-- Extracted text --
An Interview with The Groans!

"I’m sick of trying to be palatable for people I don’t really wanna appeal to in the first place," said Nadeen.


Nadeen (she/her), Annie (she/they), and Dewey (they/them) make up the queercore band The Groans, which formed in 2015 and became its current core lineup in 2018. With Nadeen on drums, Annie on vocals and bass and Dewey on guitar, the band creates hardcore punk music fueled by "pure queer rage," according to Nadeen.


(Photo by Maya Christensen)


The three draw inspiration from similar musical artists, all the way from Sleater-Kinney to The Breeders to Donna Summers. Overall, the lyrics of The Groans are inspired by the personal experiences of each band member as well as events happening throughout the world that The Groans feel should be spoken about.


"What can we do with the platform that we’re given when it comes to writing?" said Annie. "Something like screaming in people’s faces, just in case we’re gonna be put into different environments that are not queer-centered and stuff like that. So it’s more so like, I just wanna be in everyone’s faces."


"Just so blatant, just like hundred footers but as a band," Nadeen added. "Like, if you’re gonna put us on that lineup and think that we’re just gonna be the cute little palatable tokens, you’re wrong."


(Photo by Quynn Lubs)


The Groans have been playing shows since their beginnings, and have found that the Los Angeles punk scene is not always as "inclusive" as it deems itself to be.


"For awhile I only felt comfortable dressing how I wanted, being who I wanted, at shows," said Dewey. "And then, I’m at the point now where I’m just like, I don’t care anymore. I’m just gonna always try to be the best me I can be, but even then it’s like, spaces and places that say, ‘Everyone is welcome here,’ it’s bullshit like 99% of the time."


The unwelcoming nature of the shows The Groans used to play led them to meet other bands who felt similarly towards the scene, and eventually the queercore scene emerged, connecting artists and communities with a safe and comfortable environment.


"We were the token queer band on so many lineups for so long where we’ve connected with the other token queer bands from other lineups, and it really did just become a really cohesive scene," Nadeen said.


"I think once really established friendships from band to band became stronger, the scene became stronger, and I think we moved away from that era of being the token band on like a backyard party’s lineup just because they want, you know, the image of saying it’s a safe space, which is bullshit. There’s no safe spaces. Shows aren’t safe spaces," said Annie. "But they can be places that we can have fun with our friends if it’s like, the right lineup. I’m really grateful for the scene that has been growing and been being established. I don’t think there’s quite a concreteness to it, it’s just very fluid and flowing."


"It’s the best thing to, on a local level, empower each other," Dewey said. "And even on a state level, like we see friends from Seattle we don’t see a lot, and then we do see each other or we connect through the internet, it’s always like, you understand me, and I understand you."


(Photo by Quynn Lubs)


When it comes to continuing to create during COVID-19, The Groans participated in multiple virtual shows over the year and a half of quarantine, including a virtual performance for Cyb3r 3scap3 in which the band edited imagery from their favorite films, videos and queer icons on to a green screen behind them.


The Groans played their first in-person show since the start of the pandemic on Friday, August 13.

-- What you will do --
[1] From the interview with The Groans, list each band member with the instrument or instruments that person plays.
[2] Print the passage of the interview that begins with the words "Nadeen (she/her), Annie" and ends after the words "be spoken about.".
[3] Translate this sentence from the interview into Spanish: "The Groans played their first in-person show since the start of the pandemic on Friday, August 13."

Pointing data for referring expressions:
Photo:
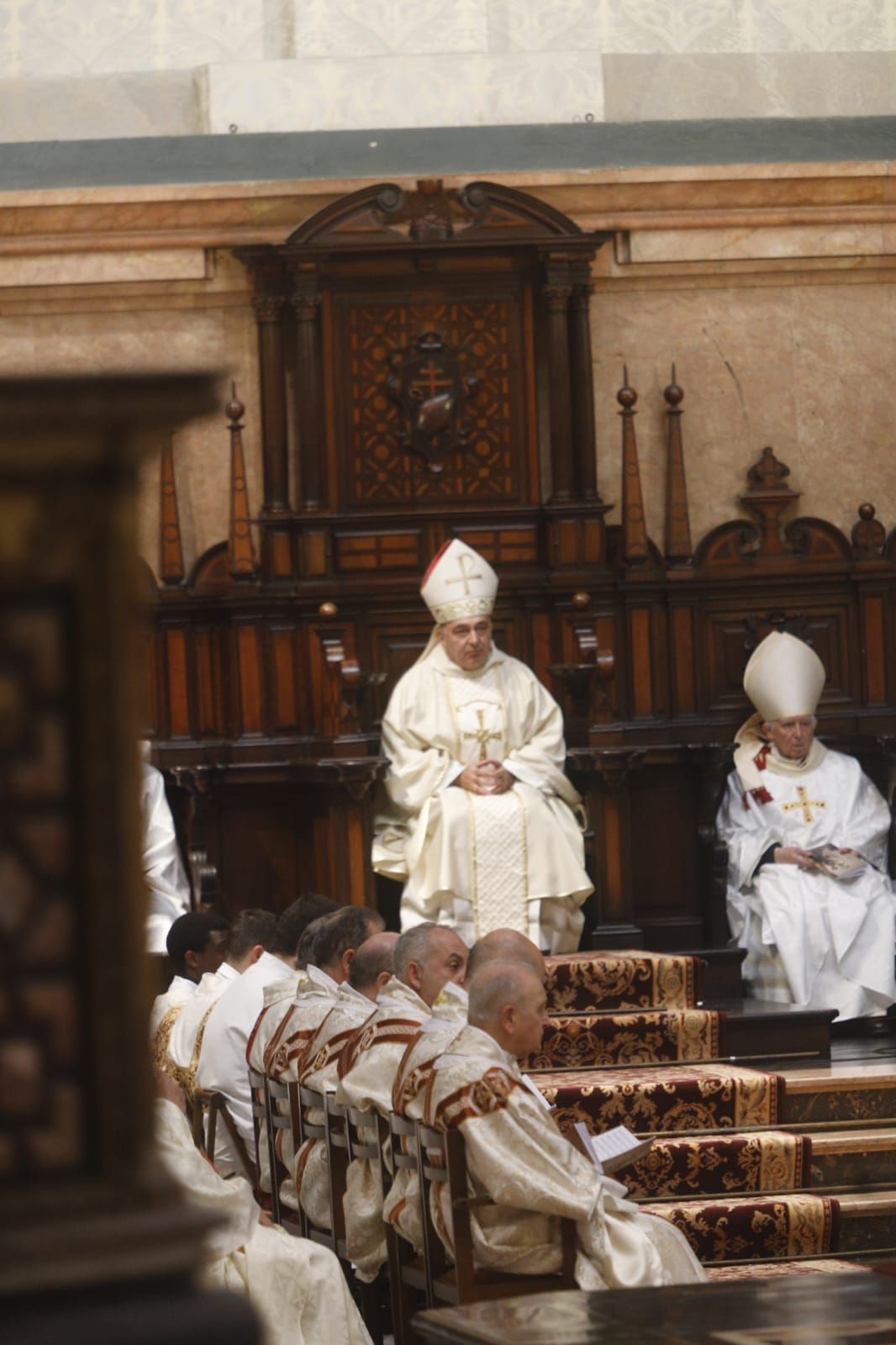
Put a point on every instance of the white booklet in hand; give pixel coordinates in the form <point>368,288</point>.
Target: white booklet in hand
<point>614,1149</point>
<point>838,864</point>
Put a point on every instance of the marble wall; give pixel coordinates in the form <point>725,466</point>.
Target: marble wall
<point>771,289</point>
<point>82,69</point>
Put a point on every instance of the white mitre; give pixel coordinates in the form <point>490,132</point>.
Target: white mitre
<point>459,583</point>
<point>783,679</point>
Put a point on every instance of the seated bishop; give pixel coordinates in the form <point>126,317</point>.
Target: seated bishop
<point>296,1288</point>
<point>369,972</point>
<point>478,820</point>
<point>519,1158</point>
<point>818,928</point>
<point>425,959</point>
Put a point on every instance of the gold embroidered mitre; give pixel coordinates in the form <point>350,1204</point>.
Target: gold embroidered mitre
<point>459,583</point>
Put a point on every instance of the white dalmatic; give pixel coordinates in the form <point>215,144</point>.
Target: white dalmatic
<point>519,1160</point>
<point>811,939</point>
<point>481,862</point>
<point>296,1288</point>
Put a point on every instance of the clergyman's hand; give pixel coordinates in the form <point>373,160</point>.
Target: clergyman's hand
<point>793,854</point>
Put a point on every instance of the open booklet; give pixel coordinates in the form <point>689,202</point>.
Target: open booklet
<point>837,864</point>
<point>613,1149</point>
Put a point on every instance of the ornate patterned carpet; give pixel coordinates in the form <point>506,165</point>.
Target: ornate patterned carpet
<point>582,1042</point>
<point>603,982</point>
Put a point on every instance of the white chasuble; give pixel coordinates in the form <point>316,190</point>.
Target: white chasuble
<point>519,1160</point>
<point>296,1288</point>
<point>481,862</point>
<point>811,939</point>
<point>367,1069</point>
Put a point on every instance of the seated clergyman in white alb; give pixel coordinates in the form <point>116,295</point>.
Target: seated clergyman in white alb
<point>517,1157</point>
<point>296,1288</point>
<point>479,818</point>
<point>811,939</point>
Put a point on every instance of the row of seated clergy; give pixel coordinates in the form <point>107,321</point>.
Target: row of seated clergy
<point>296,1288</point>
<point>222,1055</point>
<point>295,1010</point>
<point>813,939</point>
<point>252,932</point>
<point>197,946</point>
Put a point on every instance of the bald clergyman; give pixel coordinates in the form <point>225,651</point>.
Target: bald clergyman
<point>517,1156</point>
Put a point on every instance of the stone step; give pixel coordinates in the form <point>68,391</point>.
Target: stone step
<point>840,1093</point>
<point>853,1157</point>
<point>867,1221</point>
<point>761,1028</point>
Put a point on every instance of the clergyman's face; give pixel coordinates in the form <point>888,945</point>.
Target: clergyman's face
<point>467,642</point>
<point>794,736</point>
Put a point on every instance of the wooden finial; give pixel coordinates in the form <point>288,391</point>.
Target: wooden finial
<point>240,545</point>
<point>170,544</point>
<point>678,549</point>
<point>635,549</point>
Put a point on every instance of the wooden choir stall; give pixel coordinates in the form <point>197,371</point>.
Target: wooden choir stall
<point>427,373</point>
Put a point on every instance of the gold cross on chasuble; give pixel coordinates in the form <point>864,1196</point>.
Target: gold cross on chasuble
<point>482,735</point>
<point>806,804</point>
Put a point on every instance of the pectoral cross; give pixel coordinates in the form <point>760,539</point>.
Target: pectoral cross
<point>806,804</point>
<point>482,735</point>
<point>465,562</point>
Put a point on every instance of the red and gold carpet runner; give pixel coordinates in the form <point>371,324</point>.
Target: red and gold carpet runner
<point>582,1042</point>
<point>603,982</point>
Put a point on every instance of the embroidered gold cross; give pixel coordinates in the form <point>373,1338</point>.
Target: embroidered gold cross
<point>806,804</point>
<point>465,562</point>
<point>482,735</point>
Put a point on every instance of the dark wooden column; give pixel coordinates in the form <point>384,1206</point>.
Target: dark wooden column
<point>306,300</point>
<point>582,385</point>
<point>557,291</point>
<point>273,403</point>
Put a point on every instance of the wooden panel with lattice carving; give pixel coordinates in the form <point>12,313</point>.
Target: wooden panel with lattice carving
<point>488,333</point>
<point>42,1039</point>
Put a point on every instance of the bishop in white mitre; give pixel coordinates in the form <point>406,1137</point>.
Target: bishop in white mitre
<point>519,1157</point>
<point>811,939</point>
<point>479,820</point>
<point>296,1288</point>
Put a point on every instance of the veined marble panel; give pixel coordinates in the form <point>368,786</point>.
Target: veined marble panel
<point>103,266</point>
<point>40,38</point>
<point>673,245</point>
<point>387,27</point>
<point>403,92</point>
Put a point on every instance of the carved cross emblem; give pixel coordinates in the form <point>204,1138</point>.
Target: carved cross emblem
<point>806,804</point>
<point>482,735</point>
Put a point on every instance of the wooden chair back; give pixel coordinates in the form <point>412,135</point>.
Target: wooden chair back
<point>210,1107</point>
<point>443,1163</point>
<point>282,1118</point>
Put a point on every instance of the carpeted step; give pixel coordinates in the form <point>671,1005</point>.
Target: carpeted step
<point>720,1165</point>
<point>754,1228</point>
<point>853,1157</point>
<point>774,1270</point>
<point>841,1093</point>
<point>663,1098</point>
<point>582,1042</point>
<point>589,982</point>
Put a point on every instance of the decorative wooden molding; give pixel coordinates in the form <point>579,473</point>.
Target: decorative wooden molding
<point>677,542</point>
<point>170,546</point>
<point>241,551</point>
<point>635,546</point>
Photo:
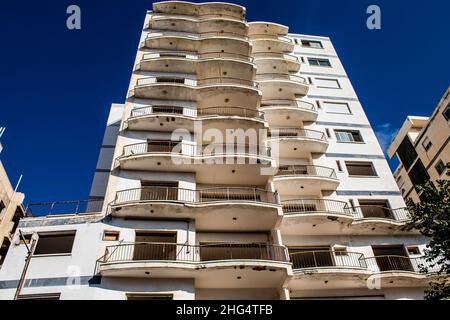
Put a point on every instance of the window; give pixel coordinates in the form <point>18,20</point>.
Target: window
<point>149,296</point>
<point>327,83</point>
<point>319,62</point>
<point>42,296</point>
<point>446,113</point>
<point>360,169</point>
<point>407,153</point>
<point>335,107</point>
<point>312,44</point>
<point>413,250</point>
<point>348,136</point>
<point>418,174</point>
<point>427,144</point>
<point>55,243</point>
<point>111,235</point>
<point>339,166</point>
<point>440,167</point>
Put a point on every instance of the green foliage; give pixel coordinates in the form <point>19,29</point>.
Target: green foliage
<point>432,218</point>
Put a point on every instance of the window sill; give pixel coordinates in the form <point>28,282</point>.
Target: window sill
<point>52,255</point>
<point>364,177</point>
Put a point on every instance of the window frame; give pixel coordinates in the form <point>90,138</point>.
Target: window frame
<point>348,133</point>
<point>319,60</point>
<point>57,233</point>
<point>339,87</point>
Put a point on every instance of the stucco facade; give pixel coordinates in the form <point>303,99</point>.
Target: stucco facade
<point>422,148</point>
<point>299,204</point>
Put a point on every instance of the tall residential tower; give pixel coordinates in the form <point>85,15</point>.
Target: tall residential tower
<point>241,166</point>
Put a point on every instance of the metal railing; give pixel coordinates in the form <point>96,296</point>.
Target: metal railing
<point>218,111</point>
<point>327,259</point>
<point>389,263</point>
<point>280,76</point>
<point>210,195</point>
<point>154,251</point>
<point>297,133</point>
<point>177,147</point>
<point>306,170</point>
<point>373,211</point>
<point>288,103</point>
<point>309,206</point>
<point>64,207</point>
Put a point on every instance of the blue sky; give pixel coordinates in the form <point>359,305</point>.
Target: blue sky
<point>56,85</point>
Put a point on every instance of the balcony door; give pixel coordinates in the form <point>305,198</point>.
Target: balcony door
<point>151,245</point>
<point>159,190</point>
<point>392,258</point>
<point>311,257</point>
<point>375,209</point>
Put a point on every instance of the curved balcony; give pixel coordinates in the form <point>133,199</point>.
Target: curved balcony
<point>195,43</point>
<point>327,270</point>
<point>271,43</point>
<point>398,271</point>
<point>267,28</point>
<point>297,143</point>
<point>189,63</point>
<point>313,216</point>
<point>281,86</point>
<point>304,179</point>
<point>380,220</point>
<point>223,265</point>
<point>170,118</point>
<point>219,209</point>
<point>282,63</point>
<point>210,91</point>
<point>198,24</point>
<point>288,112</point>
<point>212,163</point>
<point>204,10</point>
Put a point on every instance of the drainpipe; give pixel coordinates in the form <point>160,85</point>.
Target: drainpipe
<point>30,250</point>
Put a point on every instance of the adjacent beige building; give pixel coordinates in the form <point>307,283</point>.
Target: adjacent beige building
<point>422,147</point>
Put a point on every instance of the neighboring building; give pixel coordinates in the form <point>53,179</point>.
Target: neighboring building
<point>305,206</point>
<point>422,148</point>
<point>11,211</point>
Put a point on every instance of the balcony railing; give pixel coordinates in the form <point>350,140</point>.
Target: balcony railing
<point>311,206</point>
<point>297,133</point>
<point>306,170</point>
<point>280,76</point>
<point>392,263</point>
<point>153,251</point>
<point>197,56</point>
<point>199,35</point>
<point>64,207</point>
<point>373,211</point>
<point>192,150</point>
<point>210,195</point>
<point>327,259</point>
<point>219,111</point>
<point>288,103</point>
<point>194,82</point>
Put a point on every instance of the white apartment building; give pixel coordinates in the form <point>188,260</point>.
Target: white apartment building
<point>300,204</point>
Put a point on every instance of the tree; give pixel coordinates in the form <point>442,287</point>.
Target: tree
<point>431,216</point>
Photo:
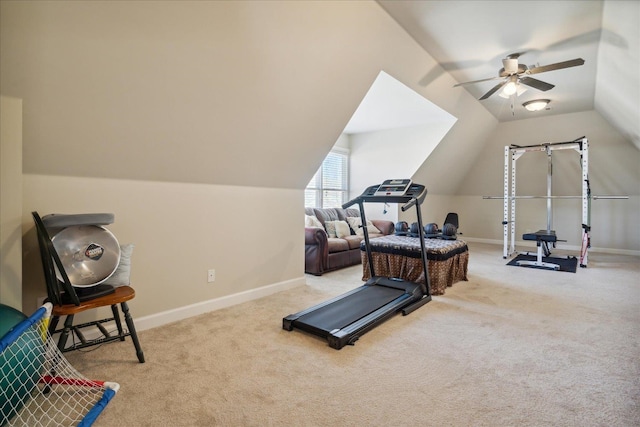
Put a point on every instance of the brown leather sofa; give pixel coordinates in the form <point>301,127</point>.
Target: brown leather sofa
<point>324,253</point>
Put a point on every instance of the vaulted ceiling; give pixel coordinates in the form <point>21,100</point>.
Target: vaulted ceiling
<point>469,39</point>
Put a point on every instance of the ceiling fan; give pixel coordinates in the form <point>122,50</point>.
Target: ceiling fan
<point>513,73</point>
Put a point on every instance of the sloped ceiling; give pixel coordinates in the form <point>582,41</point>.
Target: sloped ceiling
<point>225,93</point>
<point>469,39</point>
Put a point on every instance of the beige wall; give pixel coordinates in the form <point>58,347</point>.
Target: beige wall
<point>613,170</point>
<point>11,202</point>
<point>200,123</point>
<point>250,236</point>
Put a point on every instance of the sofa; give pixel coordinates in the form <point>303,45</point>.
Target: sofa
<point>332,238</point>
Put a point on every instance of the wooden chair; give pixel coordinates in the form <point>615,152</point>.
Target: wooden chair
<point>67,302</point>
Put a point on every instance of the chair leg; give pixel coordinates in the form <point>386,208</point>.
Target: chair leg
<point>64,335</point>
<point>116,317</point>
<point>53,324</point>
<point>132,331</point>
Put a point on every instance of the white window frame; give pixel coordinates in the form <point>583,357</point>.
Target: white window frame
<point>320,191</point>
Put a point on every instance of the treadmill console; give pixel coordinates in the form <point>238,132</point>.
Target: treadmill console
<point>393,187</point>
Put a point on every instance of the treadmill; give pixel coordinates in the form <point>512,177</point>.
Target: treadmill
<point>343,319</point>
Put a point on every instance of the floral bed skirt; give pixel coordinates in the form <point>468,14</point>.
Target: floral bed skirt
<point>399,256</point>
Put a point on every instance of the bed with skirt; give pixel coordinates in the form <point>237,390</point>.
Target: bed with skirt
<point>400,256</point>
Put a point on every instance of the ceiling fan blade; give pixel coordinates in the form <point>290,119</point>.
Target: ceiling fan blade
<point>557,66</point>
<point>494,89</point>
<point>537,84</point>
<point>477,81</point>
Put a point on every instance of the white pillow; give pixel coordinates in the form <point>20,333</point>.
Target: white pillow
<point>356,223</point>
<point>122,275</point>
<point>342,229</point>
<point>312,221</point>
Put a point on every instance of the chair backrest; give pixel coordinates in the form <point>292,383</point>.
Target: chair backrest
<point>452,218</point>
<point>56,289</point>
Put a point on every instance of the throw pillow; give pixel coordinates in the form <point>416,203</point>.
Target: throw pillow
<point>356,225</point>
<point>312,221</point>
<point>121,277</point>
<point>330,226</point>
<point>342,229</point>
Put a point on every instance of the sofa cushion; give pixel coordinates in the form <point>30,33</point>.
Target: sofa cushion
<point>311,221</point>
<point>337,245</point>
<point>353,241</point>
<point>342,229</point>
<point>329,214</point>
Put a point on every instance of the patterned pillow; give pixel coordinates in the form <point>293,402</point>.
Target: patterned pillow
<point>337,228</point>
<point>312,221</point>
<point>330,226</point>
<point>342,229</point>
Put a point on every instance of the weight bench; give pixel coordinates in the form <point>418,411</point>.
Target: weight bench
<point>542,238</point>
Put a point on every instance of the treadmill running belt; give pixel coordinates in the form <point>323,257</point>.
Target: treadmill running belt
<point>347,310</point>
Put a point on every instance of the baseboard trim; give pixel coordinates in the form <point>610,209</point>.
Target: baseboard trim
<point>180,313</point>
<point>528,243</point>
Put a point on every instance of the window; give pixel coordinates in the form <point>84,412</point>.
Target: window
<point>329,186</point>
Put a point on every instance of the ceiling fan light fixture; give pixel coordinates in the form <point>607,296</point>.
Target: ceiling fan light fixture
<point>510,88</point>
<point>536,104</point>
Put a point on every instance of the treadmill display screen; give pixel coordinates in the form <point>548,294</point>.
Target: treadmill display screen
<point>393,187</point>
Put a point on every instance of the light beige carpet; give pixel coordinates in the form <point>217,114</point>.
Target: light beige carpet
<point>511,347</point>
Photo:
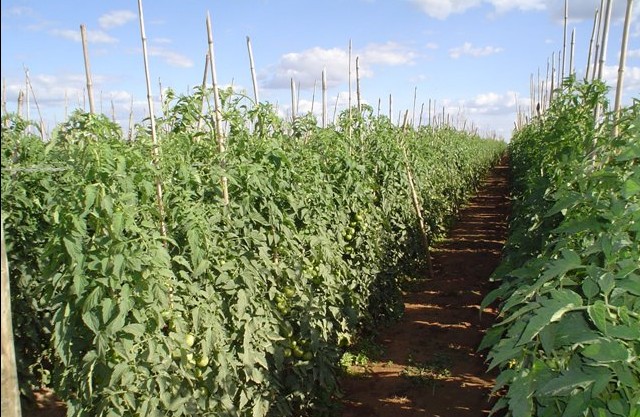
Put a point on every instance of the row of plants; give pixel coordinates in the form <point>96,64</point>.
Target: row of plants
<point>124,306</point>
<point>568,339</point>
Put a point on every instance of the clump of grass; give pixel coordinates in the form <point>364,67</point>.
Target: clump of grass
<point>428,373</point>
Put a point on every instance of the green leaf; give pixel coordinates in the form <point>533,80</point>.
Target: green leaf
<point>91,321</point>
<point>598,314</point>
<point>606,351</point>
<point>552,310</point>
<point>135,329</point>
<point>630,188</point>
<point>569,381</point>
<point>569,261</point>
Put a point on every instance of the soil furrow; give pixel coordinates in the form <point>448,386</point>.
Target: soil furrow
<point>430,366</point>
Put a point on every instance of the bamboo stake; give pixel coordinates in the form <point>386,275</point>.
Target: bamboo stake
<point>623,59</point>
<point>564,40</point>
<point>349,98</point>
<point>532,96</point>
<point>553,75</point>
<point>293,101</point>
<point>4,96</point>
<point>26,96</point>
<point>571,56</point>
<point>154,138</point>
<point>591,41</point>
<point>298,90</point>
<point>35,101</point>
<point>558,73</point>
<point>20,101</point>
<point>598,41</point>
<point>324,97</point>
<point>254,80</point>
<point>313,95</point>
<point>87,68</point>
<point>415,97</point>
<point>130,136</point>
<point>203,88</point>
<point>414,197</point>
<point>605,37</point>
<point>10,390</point>
<point>358,102</point>
<point>217,110</point>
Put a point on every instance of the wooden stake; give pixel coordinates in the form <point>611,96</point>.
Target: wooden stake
<point>324,97</point>
<point>591,42</point>
<point>4,96</point>
<point>358,102</point>
<point>253,73</point>
<point>217,110</point>
<point>203,89</point>
<point>87,69</point>
<point>415,98</point>
<point>573,44</point>
<point>623,59</point>
<point>564,39</point>
<point>605,36</point>
<point>414,197</point>
<point>30,88</point>
<point>10,390</point>
<point>294,110</point>
<point>152,118</point>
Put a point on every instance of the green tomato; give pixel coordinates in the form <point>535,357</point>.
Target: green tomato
<point>203,361</point>
<point>189,340</point>
<point>289,292</point>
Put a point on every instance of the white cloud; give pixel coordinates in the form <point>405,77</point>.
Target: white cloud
<point>631,81</point>
<point>19,11</point>
<point>93,36</point>
<point>441,9</point>
<point>390,53</point>
<point>468,49</point>
<point>503,6</point>
<point>115,18</point>
<point>306,67</point>
<point>172,58</point>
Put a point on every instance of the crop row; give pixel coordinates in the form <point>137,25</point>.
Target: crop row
<point>568,340</point>
<point>125,306</point>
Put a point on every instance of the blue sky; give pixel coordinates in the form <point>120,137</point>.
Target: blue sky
<point>472,57</point>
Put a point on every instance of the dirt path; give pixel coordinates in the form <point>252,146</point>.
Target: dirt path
<point>430,367</point>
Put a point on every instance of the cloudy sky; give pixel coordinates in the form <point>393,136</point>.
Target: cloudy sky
<point>472,58</point>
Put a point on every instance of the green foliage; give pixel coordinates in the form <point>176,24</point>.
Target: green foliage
<point>568,342</point>
<point>241,309</point>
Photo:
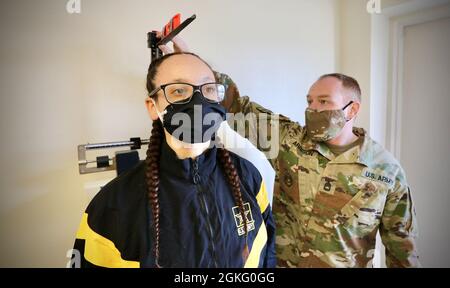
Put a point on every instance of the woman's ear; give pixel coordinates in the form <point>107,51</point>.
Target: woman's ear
<point>151,108</point>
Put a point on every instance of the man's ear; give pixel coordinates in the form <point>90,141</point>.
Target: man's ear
<point>151,109</point>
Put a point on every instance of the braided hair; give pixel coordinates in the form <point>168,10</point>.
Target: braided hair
<point>152,167</point>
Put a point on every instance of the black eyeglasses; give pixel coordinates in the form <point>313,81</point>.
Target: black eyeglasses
<point>181,93</point>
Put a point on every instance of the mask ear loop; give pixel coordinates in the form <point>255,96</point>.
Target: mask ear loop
<point>160,114</point>
<point>345,107</point>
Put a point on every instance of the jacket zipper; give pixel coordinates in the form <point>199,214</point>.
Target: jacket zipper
<point>204,207</point>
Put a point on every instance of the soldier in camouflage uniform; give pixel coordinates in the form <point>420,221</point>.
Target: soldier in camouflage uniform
<point>329,206</point>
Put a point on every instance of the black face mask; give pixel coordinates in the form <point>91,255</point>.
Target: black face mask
<point>193,122</point>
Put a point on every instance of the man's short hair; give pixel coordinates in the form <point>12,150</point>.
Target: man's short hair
<point>347,82</point>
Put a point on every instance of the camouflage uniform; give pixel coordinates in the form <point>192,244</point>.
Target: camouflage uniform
<point>328,209</point>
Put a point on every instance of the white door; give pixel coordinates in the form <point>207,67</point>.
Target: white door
<point>425,135</point>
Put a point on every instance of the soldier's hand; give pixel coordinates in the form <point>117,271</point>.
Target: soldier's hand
<point>178,45</point>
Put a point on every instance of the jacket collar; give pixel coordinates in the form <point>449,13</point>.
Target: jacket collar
<point>358,154</point>
<point>183,168</point>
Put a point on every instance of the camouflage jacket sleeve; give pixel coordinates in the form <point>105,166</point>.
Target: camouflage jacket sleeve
<point>398,227</point>
<point>265,129</point>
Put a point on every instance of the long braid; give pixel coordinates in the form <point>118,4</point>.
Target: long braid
<point>234,182</point>
<point>152,179</point>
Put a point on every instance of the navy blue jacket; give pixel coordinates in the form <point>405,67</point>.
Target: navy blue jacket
<point>200,224</point>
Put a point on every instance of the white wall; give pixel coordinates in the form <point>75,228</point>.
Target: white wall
<point>72,79</point>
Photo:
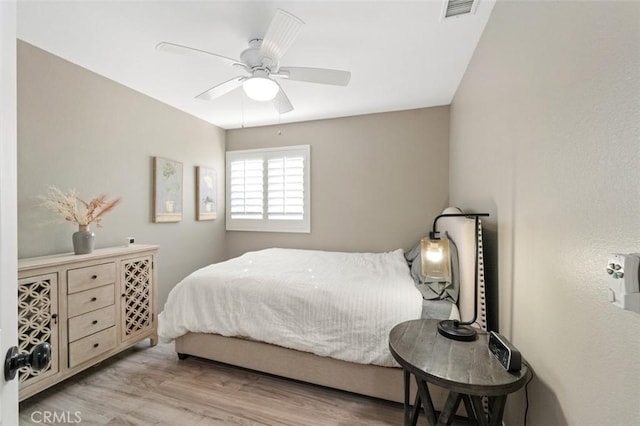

-- Written responses --
[1]
Nadeen: drums
Annie: vocals and bass
Dewey: guitar

[2]
Nadeen (she/her), Annie (she/they), and Dewey (they/them) make up the queercore band The Groans, which formed in 2015 and became its current core lineup in 2018. With Nadeen on drums, Annie on vocals and bass and Dewey on guitar, the band creates hardcore punk music fueled by "pure queer rage," according to Nadeen.


(Photo by Maya Christensen)


The three draw inspiration from similar musical artists, all the way from Sleater-Kinney to The Breeders to Donna Summers. Overall, the lyrics of The Groans are inspired by the personal experiences of each band member as well as events happening throughout the world that The Groans feel should be spoken about.

[3] The Groans tocaron su primer concierto presencial desde el inicio de la pandemia el viernes 13 de agosto.